● DOCUMENT TEXT:
- - -
The most popular drinks in the Dominican Republic are rum locally known as romo, beer (especially Presidente), coffee, ponche crema, local fruit smoothies, mabí juice made from colubrina bark or fruit that's done all over the Caribbean. Alcohol drinks such as piña colada, coquito, Cuba libre, and mojitos from Cuba and Puerto Rico.

- Batidas – Dominican version of smoothies often made with tropical fruits such as papaya and sapodilla.
- Chocolate de maní – Peanut milk is a drink that originated in South America. Modern recipes add spices, sugar, corn, milk, and rum. It is popular throughout the English speaking Caribbean where it is known as peanut punch.
- Mama Juana – an alcoholic drink concocted by allowing rum, red wine, and honey to soak in a bottle with tree bark and herbs.
- Jugo de avena – A spiced oatmeal drink popular throughout South America and the Caribbean.
- Morir Soñando – Evaporated milk, sugar, orange juice, and sometimes added vanilla and lime juice.

== Geographical differences ==
What Dominicans tend to eat depends highly on where they live: whether near the sea or in the interior mountains. In either case, most Dominican meat dishes tend to involve pork, as pigs are farmed quite heavily on the island. Meat dishes tend to be very well cooked or even stewed in Dominican restaurants, a tradition stemming from the lesser availability of refrigeration on the island.
- - -
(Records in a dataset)
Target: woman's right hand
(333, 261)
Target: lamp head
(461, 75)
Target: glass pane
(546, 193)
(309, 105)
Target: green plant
- - -
● WORK INSTRUCTIONS:
1 > Do these statements agree with the Dominican cuisine text? Answer yes or no for each, and quote the words of the text that decide it.
(a) Mama Juana is made by soaking rum, red wine, and honey in a bottle with tree bark and herbs.
(b) Chocolate de maní originated in the Caribbean.
(c) Most Dominican meat dishes tend to involve beef.
2 > Could you recast the paragraph of the Dominican cuisine text beginning "What Dominicans tend to eat" as a short list that keeps its main facts?
3 > Can you pick up the Dominican cuisine text after its final sentence and continue it?

● RESPONSES BY TASK:
1 >
(a) Yes: "an alcoholic drink concocted by allowing rum, red wine, and honey to soak in a bottle with tree bark and herbs"
(b) No: "Peanut milk is a drink that originated in South America"
(c) No: "most Dominican meat dishes tend to involve pork"

2 >
- Dominican diets depend highly on where people live, either near the sea or in the interior mountains.
- Most Dominican meat dishes involve pork, because pigs are farmed heavily on the island.
- In Dominican restaurants, meat dishes are usually very well cooked or even stewed.
- This tradition stems from the lesser availability of refrigeration on the island.

3 >
Seaside Dominican fishing villages will have great varieties of seafood, the most common being shrimp, marlin, mahi-mahi or dorado, and lobster. Most villagers more commonly dine on cheap, lesser-quality fish, usually stewed with la criolla, a type of rice. Premium seafood tends to be too expensive for the many locals, and is saved for the island's upper class and the tourist resorts.

Differences between Dominican cuisine and those of other parts of the West Indies include the milder spicing, which mainly uses red onions, garlic, cilantro, cilantro ancho (culantro), ají cubanela (cubanelle pepper), and lippia micromera (a.k.a. oregano). Dominican sofrito is known as sazón.